───── Provided passage ─────

The English Spot is a medium-sized breed, averaging 5–8 pounds. They are known for their arched body type, with two front paws that lift them off the table showing daylight under the belly. The hips should be well rounded and slightly broader than the shoulders. The legs are long and slender; the hind legs are parallel with the body. The ears are to be vertical. An English Spot that is well marked "will not show off the markings without the correct body type."

An English Spot is known by its six types of body markings: butterfly, cheek spots, eye circles, colored ears, herringbone, and chain of spots. The butterfly is a butterfly marking around the nose; if looking straight at the rabbit's nose, the butterfly will peak in the middle and have a wing on both sides. The cheek spots are colored dots below the eye on both sides of the rabbit. Eye circles are solid colored circles around both eyes of the rabbit. The herringbone is a straight, solid line that runs from the base of the ears to the tip of the tail along the rabbit's backbone. The most known feature of the English Spot is the chain of individual spots that sweeps both sides of the rabbit's body, running from the base of the neck to the hind legs.

==Breeding==
The English Spot doe, female, will foster young easily, often raising her young with the litter of other breeds. A normal litter is on average, 5–7 young with a gestation period of 30–32 days. Of a litter from two marked rabbits, 25% will be a solid color (AKA Sports), 25% will have partial markings (AKA Charlies), and 50% will have all the required markings of an English Spot. This is a result of the En, en gene that rabbits have. Solids (Sports in English Spots) will have enen genes, brokens (Marked in English Spots) will have Enen, and Charlies carry EnEn.

─────

Copy out the English Spot passage between "An English Spot is" and "the hind legs.", inclusive, changing "herringbone" to "backbone stripe". The records that come next are separate material with no tie to the English Spot passage.

───── Data under study ─────

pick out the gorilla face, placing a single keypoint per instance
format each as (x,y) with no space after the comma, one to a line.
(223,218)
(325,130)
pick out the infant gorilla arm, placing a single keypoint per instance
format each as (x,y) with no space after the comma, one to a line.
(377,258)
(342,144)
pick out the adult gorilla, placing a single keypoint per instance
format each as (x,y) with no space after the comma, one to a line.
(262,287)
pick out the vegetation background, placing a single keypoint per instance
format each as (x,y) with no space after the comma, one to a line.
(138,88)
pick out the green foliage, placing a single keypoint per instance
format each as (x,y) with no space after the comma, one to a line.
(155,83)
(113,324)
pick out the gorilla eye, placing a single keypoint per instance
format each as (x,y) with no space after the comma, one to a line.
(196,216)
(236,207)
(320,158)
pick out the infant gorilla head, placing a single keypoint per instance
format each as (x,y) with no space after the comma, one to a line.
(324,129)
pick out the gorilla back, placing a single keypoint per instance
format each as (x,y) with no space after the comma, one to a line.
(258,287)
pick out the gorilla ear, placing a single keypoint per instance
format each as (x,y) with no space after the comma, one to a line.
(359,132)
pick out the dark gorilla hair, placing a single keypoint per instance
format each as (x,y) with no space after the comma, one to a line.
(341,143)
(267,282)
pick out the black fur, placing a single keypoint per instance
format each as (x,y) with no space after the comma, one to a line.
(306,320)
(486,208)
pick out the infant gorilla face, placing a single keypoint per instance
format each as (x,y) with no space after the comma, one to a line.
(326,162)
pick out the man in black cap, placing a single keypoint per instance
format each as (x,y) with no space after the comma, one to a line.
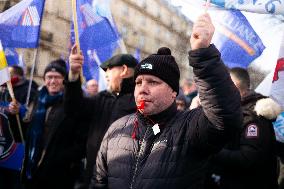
(54,146)
(107,106)
(160,147)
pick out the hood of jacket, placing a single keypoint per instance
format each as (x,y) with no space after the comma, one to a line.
(262,105)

─────

Completed exercise:
An English Spot is known by its six types of body markings: butterfly, cheek spots, eye circles, colored ears, backbone stripe, and chain of spots. The butterfly is a butterfly marking around the nose; if looking straight at the rabbit's nose, the butterfly will peak in the middle and have a wing on both sides. The cheek spots are colored dots below the eye on both sides of the rabbit. Eye circles are solid colored circles around both eyes of the rabbit. The backbone stripe is a straight, solid line that runs from the base of the ears to the tip of the tail along the rabbit's backbone. The most known feature of the English Spot is the chain of individual spots that sweeps both sides of the rabbit's body, running from the base of the neck to the hind legs.